■ Source document ■
[Start of Attachment]

Graphic: Timothy Alexander/ African News Agency – South Africa and the US share an important strategic partnership, which has been cemented by both countries being liberal democracies, the writer says.
By David Monyae
South Africa’s President Cyril Ramaphosa will meet his United States counterpart Joe Biden in Washington DC on September 16. The meeting, which comes a few weeks after the US Secretary of State Anthony Blinken’s visit to South Africa, will build on the extensive and deep relations that their two countries have shared for more than two centuries.
South Africa and the US share an important strategic partnership, which has been cemented by both countries being liberal democracies. This partnership manifested most visibly on the economic front. The Southern African regional powerhouse is the US’s biggest trading partner on the continent with trade between the two parties reaching US$21 billion in 2021, about 32 percent of the US-Africa trade in the same year. The US has 600 companies operating in South Africa and has accumulated an FDI (foreign direct investment) stock of US$7.8 billion according to 2019 figures. South Africa’s FDI stock in the US is estimated at US$4.1 billion.
The US FDI contributes to the creation of much-needed jobs for South Africa’s young population. Most of the US companies use South Africa as a gateway to the African market. Moreover, South Africa also benefits from the US Africa Growth and Opportunity Act (AGOA) which grants preferential treatment of goods from selected sub-Saharan African countries. Other trade arrangements involving the two countries include the Trade and Investment Framework Agreement of 2012 and the Trade, Investment and Development Co-operative Agreement (TIDCA) signed between the US and the Southern African Customs Union (SACU) of which South Africa is a part.
As such, Ramaphosa will seek to encourage more trade and investment from the US to bolster South Africa’s struggling economy.
It is important for President Ramaphosa to bear in mind that he goes to the White House wearing not only the national hat but the continental one too. As such, in his deliberations with Biden he must highlight Africa’s interests as captured and articulated in the AU Agenda 2063.
The US has the potential to play an important role in driving economic transformation in Africa through supporting the implementation of the African Continental Free Trade Area (AfCFTA) and helping narrow the infrastructure funding gap in Africa among other ways.
Nonetheless, despite their thriving bilateral relationship the two countries seem to be drifting apart on global issues of late. Firstly, Ramaphosa is one of the principals of the BRICS grouping whose founding mission is to transform the current global order which the US, being its chief architect, expends an enormous amount of resources defending. The BRICS countries, acting as representatives of the global south, feel aggrieved by the inequities of the global order which favour the global north at the expense of the global south. Secondly, the Covid-19 pandemic further laid bare the differences between South Africa and the US worldviews.
Ramaphosa was critical of the US and other rich countries’ rush to hoard Covid-19 vaccines leaving developing countries especially in Africa without access to vaccines, which the United Nations had declared a global public good. Further, the US failed to support South Africa’s quest in the World Trade Organisation (WTO) to have intellectual property rights on vaccines waived to allow for their production in more countries. This episode raised questions one the United States’ commitment to multilateralism on the one hand and the sincerity of its partnership with Africa on the other. Third, South Africa has steadfastly refused to join the US-pulled bandwagon of condemning and isolating Russia for its invasion of Ukraine beginning February this year.

[End of Attachment]

■ Source material ■

[Start of Attachment]

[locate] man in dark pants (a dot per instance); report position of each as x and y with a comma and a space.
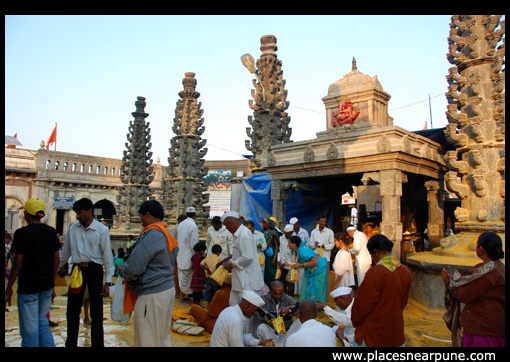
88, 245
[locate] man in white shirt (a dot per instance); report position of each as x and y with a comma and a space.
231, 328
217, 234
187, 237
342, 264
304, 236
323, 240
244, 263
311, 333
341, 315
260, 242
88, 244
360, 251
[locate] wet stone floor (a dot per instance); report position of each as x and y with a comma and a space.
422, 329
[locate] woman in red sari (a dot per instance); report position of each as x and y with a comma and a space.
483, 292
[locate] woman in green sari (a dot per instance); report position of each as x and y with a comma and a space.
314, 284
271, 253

[End of Attachment]
[Start of Attachment]

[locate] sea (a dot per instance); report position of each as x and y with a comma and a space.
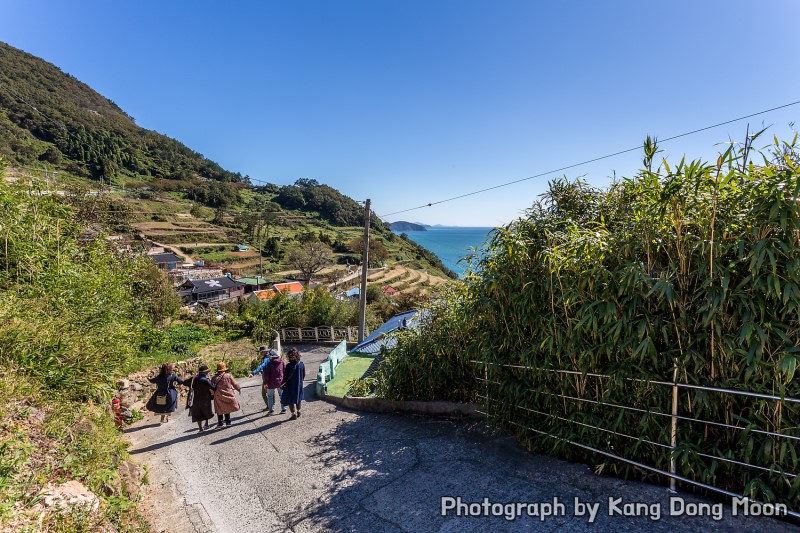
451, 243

[End of Attachment]
[Start of Attachment]

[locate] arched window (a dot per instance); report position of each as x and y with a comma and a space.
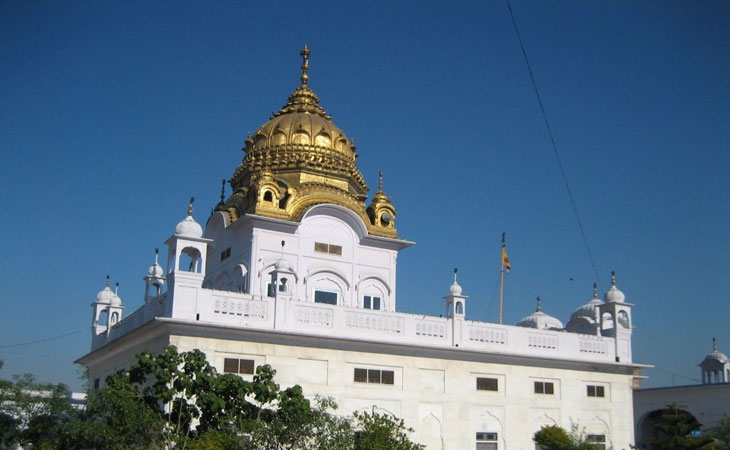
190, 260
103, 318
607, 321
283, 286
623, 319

[End of Attachment]

■ Required work ■
**1.** According to the article on South Africa–US relations, why must Ramaphosa raise Africa's interests in his talks with Biden? Answer in one to three sentences.
**2.** Write a continuation of the article on South Africa–US relations, starting after its last sentence.
The items are separate material from the article on South Africa–US relations.

■ Answers for the tasks ■
**1.** He goes to the White House representing the continent as well as his own country, "wearing not only the national hat but the continental one too." He must therefore present Africa's interests as set out in the AU Agenda 2063.

**2.**
South Africa has insisted on adopting a neutral stance on the Russia-Ukraine conflict arguing that condemning and punishing one of the protagonists will only make it harder to bring them to the negotiating table. The US and other western countries’ sanctions on Russia have added to the deterioration of the global economy with developing countries being the hardest hit.
The war in itself is a manifestation of the terminal deficiencies of the post-1945 US-sponsored global order which South Africa and its BRICS allies have protested against. Moreover, on climate change the US and South Africa largely see eye to eye and have both committed to fighting climate change by reducing striving to reduce greenhouse gas emissions and build greener economies in their countries. However, Ramaphosa’s administration must commit to obligations that South Africa can handle, particularly when it comes to transitioning from fossil fuels to renewable energy.
The US can be an important partner for South Africa in implementing its Just Energy Transition policy in an economically and socially sustainable way in terms of technology transfer and finance.
The US is aware of its waning global influence and also aware of South Africa’s strategic value as an important voice on the African continent. Biden’s invitation of Ramaphosa to the White House is partly calculated to court South Africa’s support on important global issues in light of the US-Africa Leaders Summit coming up in December.
At the same time, the US is also important to South Africa within the purview of the North-South relations part of its foreign policy. However, it is important for Ramaphosa not be intimidated or co-opted by the economic might of the US and act in South Africa and Africa’s best interests.
In Washington Ramaphosa must insist on South Africa’s independence in making decisions on its foreign policy while emphasising co-operation on issues that can yield mutual benefit for both countries.
Monyae is an Associate Professor of International Relations and Political Sciences and Director of the Centre for Africa-China Studies at the University of Johannesburg.